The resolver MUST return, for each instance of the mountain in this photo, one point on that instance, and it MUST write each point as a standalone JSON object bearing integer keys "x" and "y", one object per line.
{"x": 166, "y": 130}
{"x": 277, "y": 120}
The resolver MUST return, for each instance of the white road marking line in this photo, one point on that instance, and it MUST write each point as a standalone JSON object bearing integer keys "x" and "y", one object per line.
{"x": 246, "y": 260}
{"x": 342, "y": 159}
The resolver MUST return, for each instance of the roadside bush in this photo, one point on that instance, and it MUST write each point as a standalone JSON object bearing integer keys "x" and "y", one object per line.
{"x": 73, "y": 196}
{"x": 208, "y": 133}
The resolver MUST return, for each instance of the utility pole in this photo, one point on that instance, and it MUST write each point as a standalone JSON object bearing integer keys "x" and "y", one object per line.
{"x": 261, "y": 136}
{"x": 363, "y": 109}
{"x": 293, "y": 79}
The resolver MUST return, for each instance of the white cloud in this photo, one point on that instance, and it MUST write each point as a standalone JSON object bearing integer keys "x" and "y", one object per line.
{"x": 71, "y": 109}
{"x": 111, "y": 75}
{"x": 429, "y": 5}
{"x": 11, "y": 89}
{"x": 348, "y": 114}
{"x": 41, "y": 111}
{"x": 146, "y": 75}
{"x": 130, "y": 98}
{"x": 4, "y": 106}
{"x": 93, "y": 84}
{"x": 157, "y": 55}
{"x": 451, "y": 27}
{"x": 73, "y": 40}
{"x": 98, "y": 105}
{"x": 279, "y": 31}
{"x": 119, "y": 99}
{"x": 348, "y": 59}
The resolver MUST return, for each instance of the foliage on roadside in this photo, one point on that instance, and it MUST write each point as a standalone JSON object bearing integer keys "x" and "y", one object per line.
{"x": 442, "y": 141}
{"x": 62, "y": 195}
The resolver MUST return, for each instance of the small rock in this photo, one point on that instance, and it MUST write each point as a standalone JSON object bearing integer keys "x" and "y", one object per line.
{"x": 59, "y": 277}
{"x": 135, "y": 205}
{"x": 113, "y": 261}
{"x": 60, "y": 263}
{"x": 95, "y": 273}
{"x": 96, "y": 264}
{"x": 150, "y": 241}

◆ ◆ ◆ ◆

● **What you need to do**: Give every entry in the listing above again, exactly as written.

● **Response to the task**:
The resolver MUST return, for each instance of the mountain in this photo, one point on that instance, and it MUST write each point as a standalone JSON object bearing integer keys "x" and "y", one object per line.
{"x": 166, "y": 130}
{"x": 277, "y": 120}
The resolver MUST return, for each instance of the white road marking line in this photo, one point on that instance, and it MUST write each point as a standalone JSON object bearing integer keys "x" and "y", one object per line.
{"x": 246, "y": 260}
{"x": 342, "y": 159}
The resolver MUST return, for each instance of the roadside bush in this photo, one point on that instance, and it MUST write each point as a standalone JSON object bearing integer keys "x" and "y", one object per line.
{"x": 73, "y": 196}
{"x": 208, "y": 133}
The resolver MUST return, for each instance of the utility pole in this photo, one point on that instance, and it MUST write each point as a standalone JSON object bearing integer keys "x" and "y", one object per line.
{"x": 261, "y": 136}
{"x": 363, "y": 109}
{"x": 293, "y": 79}
The resolver MUST return, for each instance of the white cloud in this photo, one point on that instance, and it MUST write each point as a standalone JSON object bearing integer keys "x" and "y", one object per line.
{"x": 71, "y": 109}
{"x": 111, "y": 75}
{"x": 429, "y": 5}
{"x": 11, "y": 89}
{"x": 348, "y": 114}
{"x": 41, "y": 111}
{"x": 146, "y": 75}
{"x": 130, "y": 98}
{"x": 4, "y": 106}
{"x": 93, "y": 84}
{"x": 157, "y": 55}
{"x": 451, "y": 27}
{"x": 73, "y": 40}
{"x": 98, "y": 105}
{"x": 279, "y": 31}
{"x": 119, "y": 99}
{"x": 348, "y": 59}
The resolver MUST return, for each instance of the foliage on roadside in this photo, one point on that instance, and it MUST write each point as a standalone JSON object bearing integer keys "x" and "y", one object per line.
{"x": 442, "y": 141}
{"x": 62, "y": 195}
The resolver MUST return, for each instance of the small rock in this photo, one point on that instance, and it MUST write each point as a standalone JSON object bearing integer keys "x" and "y", one object per line.
{"x": 59, "y": 277}
{"x": 135, "y": 205}
{"x": 113, "y": 261}
{"x": 60, "y": 263}
{"x": 95, "y": 273}
{"x": 96, "y": 264}
{"x": 150, "y": 241}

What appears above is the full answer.